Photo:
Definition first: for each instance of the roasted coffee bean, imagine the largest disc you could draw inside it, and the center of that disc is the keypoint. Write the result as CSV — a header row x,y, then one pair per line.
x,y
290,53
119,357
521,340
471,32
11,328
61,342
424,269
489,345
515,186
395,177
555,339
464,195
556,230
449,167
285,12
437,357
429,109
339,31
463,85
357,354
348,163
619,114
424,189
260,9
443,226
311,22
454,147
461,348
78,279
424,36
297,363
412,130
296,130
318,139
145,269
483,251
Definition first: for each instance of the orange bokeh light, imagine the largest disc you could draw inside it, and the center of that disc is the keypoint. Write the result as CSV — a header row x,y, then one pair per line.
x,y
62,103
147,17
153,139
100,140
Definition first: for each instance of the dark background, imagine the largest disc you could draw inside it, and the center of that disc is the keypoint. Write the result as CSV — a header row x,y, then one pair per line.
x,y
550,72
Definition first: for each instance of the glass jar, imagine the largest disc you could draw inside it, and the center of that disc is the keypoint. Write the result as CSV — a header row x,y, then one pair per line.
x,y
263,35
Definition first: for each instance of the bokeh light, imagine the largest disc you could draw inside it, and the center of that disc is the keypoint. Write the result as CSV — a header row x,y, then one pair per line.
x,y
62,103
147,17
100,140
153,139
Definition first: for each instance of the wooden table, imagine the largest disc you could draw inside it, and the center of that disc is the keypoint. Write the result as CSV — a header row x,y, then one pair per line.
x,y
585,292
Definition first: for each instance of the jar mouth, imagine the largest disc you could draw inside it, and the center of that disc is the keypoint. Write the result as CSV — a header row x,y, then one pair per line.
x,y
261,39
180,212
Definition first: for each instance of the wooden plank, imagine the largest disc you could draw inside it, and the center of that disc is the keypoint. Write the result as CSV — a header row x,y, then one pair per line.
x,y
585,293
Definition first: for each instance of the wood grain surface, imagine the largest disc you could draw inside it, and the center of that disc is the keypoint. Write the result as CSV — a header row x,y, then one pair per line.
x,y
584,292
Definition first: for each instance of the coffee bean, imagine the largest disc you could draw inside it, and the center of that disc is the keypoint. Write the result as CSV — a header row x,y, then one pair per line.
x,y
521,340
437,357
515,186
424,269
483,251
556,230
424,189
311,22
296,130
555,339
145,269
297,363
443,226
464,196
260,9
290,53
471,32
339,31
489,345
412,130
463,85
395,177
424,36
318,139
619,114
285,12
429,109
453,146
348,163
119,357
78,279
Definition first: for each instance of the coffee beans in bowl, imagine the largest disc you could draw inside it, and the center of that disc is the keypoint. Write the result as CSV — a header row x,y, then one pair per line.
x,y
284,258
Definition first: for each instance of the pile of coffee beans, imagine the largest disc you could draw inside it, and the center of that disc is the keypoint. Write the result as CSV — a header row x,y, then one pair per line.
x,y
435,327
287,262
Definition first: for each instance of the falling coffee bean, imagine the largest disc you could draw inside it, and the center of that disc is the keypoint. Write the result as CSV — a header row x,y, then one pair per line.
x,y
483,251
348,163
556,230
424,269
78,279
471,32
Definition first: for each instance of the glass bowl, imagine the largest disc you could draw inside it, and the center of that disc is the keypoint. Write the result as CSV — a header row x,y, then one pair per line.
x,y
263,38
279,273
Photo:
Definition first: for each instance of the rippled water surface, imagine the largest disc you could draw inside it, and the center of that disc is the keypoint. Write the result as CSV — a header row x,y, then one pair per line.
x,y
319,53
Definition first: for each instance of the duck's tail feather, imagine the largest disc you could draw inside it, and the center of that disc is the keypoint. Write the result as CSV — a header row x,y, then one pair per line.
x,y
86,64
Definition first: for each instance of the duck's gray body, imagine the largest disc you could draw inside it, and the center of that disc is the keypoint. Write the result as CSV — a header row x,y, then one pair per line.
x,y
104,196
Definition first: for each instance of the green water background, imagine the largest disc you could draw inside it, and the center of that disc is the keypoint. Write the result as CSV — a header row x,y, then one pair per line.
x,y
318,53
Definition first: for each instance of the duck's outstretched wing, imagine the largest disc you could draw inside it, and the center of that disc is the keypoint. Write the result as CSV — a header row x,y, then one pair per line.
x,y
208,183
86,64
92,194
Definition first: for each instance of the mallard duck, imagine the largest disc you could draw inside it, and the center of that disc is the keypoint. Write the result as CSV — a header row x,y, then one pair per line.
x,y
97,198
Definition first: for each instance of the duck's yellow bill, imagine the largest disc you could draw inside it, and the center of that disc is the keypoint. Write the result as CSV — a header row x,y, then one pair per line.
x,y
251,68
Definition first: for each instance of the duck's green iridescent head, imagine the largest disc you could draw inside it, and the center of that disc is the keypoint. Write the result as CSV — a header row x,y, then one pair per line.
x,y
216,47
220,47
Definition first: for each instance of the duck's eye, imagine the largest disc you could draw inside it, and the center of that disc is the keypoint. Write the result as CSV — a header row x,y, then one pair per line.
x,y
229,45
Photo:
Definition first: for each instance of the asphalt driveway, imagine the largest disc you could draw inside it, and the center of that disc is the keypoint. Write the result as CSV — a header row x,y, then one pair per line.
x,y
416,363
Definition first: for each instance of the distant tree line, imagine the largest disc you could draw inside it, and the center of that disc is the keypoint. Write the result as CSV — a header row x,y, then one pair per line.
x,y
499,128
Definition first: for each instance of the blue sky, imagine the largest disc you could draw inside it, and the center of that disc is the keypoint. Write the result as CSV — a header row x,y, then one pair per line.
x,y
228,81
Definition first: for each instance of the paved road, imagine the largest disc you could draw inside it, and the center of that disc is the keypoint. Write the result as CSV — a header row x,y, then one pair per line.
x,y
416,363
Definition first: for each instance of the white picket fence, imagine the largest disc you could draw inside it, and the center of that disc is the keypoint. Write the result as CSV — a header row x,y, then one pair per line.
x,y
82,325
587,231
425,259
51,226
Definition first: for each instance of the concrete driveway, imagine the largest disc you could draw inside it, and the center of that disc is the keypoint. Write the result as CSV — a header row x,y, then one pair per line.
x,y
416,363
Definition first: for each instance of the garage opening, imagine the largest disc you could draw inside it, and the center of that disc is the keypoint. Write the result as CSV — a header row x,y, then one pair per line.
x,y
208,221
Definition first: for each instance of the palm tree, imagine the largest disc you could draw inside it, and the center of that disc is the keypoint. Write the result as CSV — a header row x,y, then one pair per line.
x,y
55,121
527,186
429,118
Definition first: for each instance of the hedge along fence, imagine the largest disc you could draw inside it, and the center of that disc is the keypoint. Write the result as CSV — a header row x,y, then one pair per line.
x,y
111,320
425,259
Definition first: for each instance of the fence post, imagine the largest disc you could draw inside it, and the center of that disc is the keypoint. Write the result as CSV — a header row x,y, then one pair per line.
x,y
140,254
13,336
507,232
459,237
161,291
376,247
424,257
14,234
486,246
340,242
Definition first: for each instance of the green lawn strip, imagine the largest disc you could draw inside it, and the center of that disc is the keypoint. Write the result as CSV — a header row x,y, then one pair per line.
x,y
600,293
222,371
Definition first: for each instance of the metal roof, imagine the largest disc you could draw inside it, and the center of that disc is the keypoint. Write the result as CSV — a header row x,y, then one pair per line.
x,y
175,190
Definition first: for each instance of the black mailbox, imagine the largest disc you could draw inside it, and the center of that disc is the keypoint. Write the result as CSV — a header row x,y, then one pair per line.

== Challenge ==
Copy each record from above exactly, and include every line.

== Complete response ==
Photo:
Definition first: for each instance of the roasted coffee bean, imagine the largest disc you could draw inside it, and the center of that disc is the keypoint. Write the result as CSV — a header row x,y, then one pair per line.
x,y
290,53
119,357
521,340
471,32
11,328
61,342
424,269
489,345
515,186
395,177
555,339
464,195
556,230
449,167
285,12
437,357
429,109
339,31
463,85
357,354
348,163
619,114
424,189
260,9
443,226
311,22
454,147
461,348
78,279
424,36
297,363
412,130
296,130
318,139
145,269
483,251
Definition first: for each instance of the orange bokeh light, imagine the largest disc you could draw inside it, and the center of that disc is the keypoint. Write the result as CSV — a header row x,y, then one pair per line.
x,y
62,103
147,17
153,139
100,140
Definition first: for each instance of the dark background, imagine the largest disc you could draw inside it, and the center of that disc is the keypoint. Write the result as CSV — a header row x,y, then one pair per line.
x,y
550,72
Definition first: for each instance of the glass jar, imagine the largest disc you could draw inside it, and the center of that disc is the keypoint. Write the result as CSV — a header row x,y, then one pair per line.
x,y
263,35
Definition first: for each instance of the bokeh light, imagine the largest disc you could draw inside it, and the center of that disc is the keypoint. Write the result as CSV — a header row x,y, then one pair per line.
x,y
62,103
147,17
100,140
153,139
Definition first: for each instance of the wooden table, imagine the largest disc you could draw inside it, and the center of that disc is the keypoint. Write the result as CSV — a header row x,y, then one pair per line.
x,y
585,292
Definition first: for each instance of the jar mouth, imagine the largest disc you could draw inside it, and the center of that disc is the keypoint. Write the result as CSV — a header row x,y, then one pair per line.
x,y
261,39
180,212
Definition first: for each instance of the wooden plank, imagine the largest disc you could draw inside it, and the center of that disc is the keypoint. Write the result as CSV — a header row x,y, then one pair per line.
x,y
585,293
Definition first: for each instance of the wood grain surface, imagine the largest disc you could draw inside it, and the center of that disc is the keypoint. Write the result as CSV — a header row x,y, then one pair per line.
x,y
584,292
Definition first: for each instance of the coffee bean, imagine the largest disc you could draw inside it, and the center of that disc is the keypoint. Write the result as CSV — a header row x,y, then one pair per line.
x,y
521,340
437,357
515,186
424,269
483,251
556,230
424,189
311,22
296,130
555,339
145,269
297,363
443,226
464,196
260,9
290,53
471,32
339,31
489,345
412,130
463,85
395,177
424,36
318,139
619,114
285,12
429,109
453,146
348,163
119,357
78,279
Definition first: for each instance of the coffee beans in bowl, imagine the largest disc you could draw inside it, and the center of that disc is the keypoint. Write the result as CSV — a header row x,y, then one pair per line.
x,y
284,258
Definition first: for each instance of the pile of coffee beans, imagine the largest disc you could draw inside it, and the center of that disc is the keypoint. Write the result as CSV — a header row x,y, then one pair per line.
x,y
435,327
287,262
Definition first: for each instance of the falling coffee bean, imagine the largest disc you could draw inside it, and the center of that disc is the keypoint. Write the result as CSV — a header row x,y, then one pair per line.
x,y
483,251
348,163
556,230
424,269
78,279
471,32
Definition first: for each instance of the glass bowl, imagine the largest disc you could draw inside it, and the center of that disc is the keypoint. Write the result as CSV — a header row x,y, then one pair per line.
x,y
263,38
279,273
Photo:
Definition first: for each instance of the rippled water surface, imagine the largest disc you could draw inside it, and the center of that disc is the keypoint. Write the result as CSV — a header row x,y, then one pair per line.
x,y
319,53
Definition first: for each instance of the duck's tail feather, imagine the largest disc you could draw inside it, and the center of that disc is the keypoint. Write the result as CSV — a header row x,y, then one pair per line.
x,y
86,64
Definition first: for each instance of the duck's gray body, imagine the largest disc you could draw inside it, and the center of that disc is the keypoint. Write the result as CSV — a header row x,y, then one pair per line.
x,y
104,196
Definition first: for each instance of the green water background, imagine the largest disc you could draw inside it, and the center of that disc is the keypoint. Write the result as CSV — a header row x,y, then one pair per line.
x,y
318,53
Definition first: for each instance of the duck's outstretched wing, imagine the largest disc you could draw inside it, and the center of that disc is the keypoint. Write the result as CSV — a header row x,y, then one pair per line.
x,y
208,183
86,64
92,194
Definition first: for each instance of the mallard duck, imagine the largest disc you could draw inside it, and the center of that disc is the keypoint. Write the result as CSV — a header row x,y, then one pair per line.
x,y
97,198
Definition first: for each instance of the duck's yellow bill, imagine the largest disc you could draw inside it, and the center of that disc is the keypoint. Write the result as CSV — a header row x,y, then one pair per line.
x,y
251,68
Definition first: for each instance of the duck's green iridescent head, imagine the largest disc you could draw inside it, and the center of that disc is the keypoint. Write the result as CSV — a header row x,y, then one pair per line.
x,y
216,47
220,47
Definition first: for each instance of the duck's eye, imagine the largest disc you could draw inside it, and the center of that disc is the keypoint. Write the result as CSV — a header row x,y, then one pair per line.
x,y
229,45
Photo:
Definition first: for each instance of the asphalt driveway, imagine the largest disc you could draw inside it, and the center of that disc is the keypoint. Write the result as CSV — a header row x,y, then one pair per line.
x,y
416,363
Definition first: for each instance of the distant tree line, imagine the largest disc you could draw inside it, and the center of that disc is the keypoint. Write the result as CSV — a header row x,y, then one pair per line.
x,y
499,128
Definition first: for each instance of the blue sky, imagine the largest disc you could draw inside it, and the center of that disc is the keypoint. Write the result as CSV — a header row x,y, then one pair per line.
x,y
228,81
Definition first: for each instance of the paved road, imagine the largest disc you could draw inside it, and the center of that disc is the keypoint. Write the result as CSV — a header row x,y, then one pair per line.
x,y
416,363
Definition first: for each instance of the white picket fence, imagine the largest disc you could draw inside it, and the center of that disc is the keypoint. Write the result as CSV — a header row x,y, then one pair per line.
x,y
82,325
587,231
425,259
51,226
Definition first: for each instance of the concrete driveway, imagine the largest disc you could draw inside it, and the center of that disc is the keypoint. Write the result as CSV — a header row x,y, then one pair per line.
x,y
416,363
Definition first: for each instance of the garage opening, imagine the largest disc you could draw inside it, and the center of that disc is the keypoint. Write the result as CSV — a header row x,y, then one pair per line.
x,y
208,221
Definition first: for each instance of the palm tree, imagine the largest disc you could draw inside it, and the center of that disc is the keypoint. Write the result as CSV — a header row x,y, then one pair per line.
x,y
55,121
527,186
429,118
Definition first: for each instance of the hedge along fence, imagine the largest disc you could draw inside it, and the center of that disc is the keypoint. Write the result as CSV — a header row x,y, then one pair per line.
x,y
111,320
425,259
Definition first: for each instance of the fence post, imagine the largest disc you could draw inside it, and the center of that disc is the keypoint. Write the result as CSV — a header row x,y, then one pair per line.
x,y
140,254
13,336
507,232
459,237
161,291
376,247
424,257
14,234
486,246
340,242
Definition first: for each instance of the green lawn strip, imagine the largest disc you could draw inside it, and the center of that disc is the keypoint. Write the result as CSV — a header row x,y, then one pair per line.
x,y
600,293
222,371
Definition first: for each instance of the metal roof, imagine the largest disc you could draw inside it, and the center of that disc is the keypoint. Write the result as CSV — a header row x,y, then one pair per line.
x,y
175,190
Definition first: for each instance of the black mailbox, imagine the largest disc you could draw inside it, and the center of that disc is the keypoint. Write the result as CSV — a header row x,y, then one pair per line.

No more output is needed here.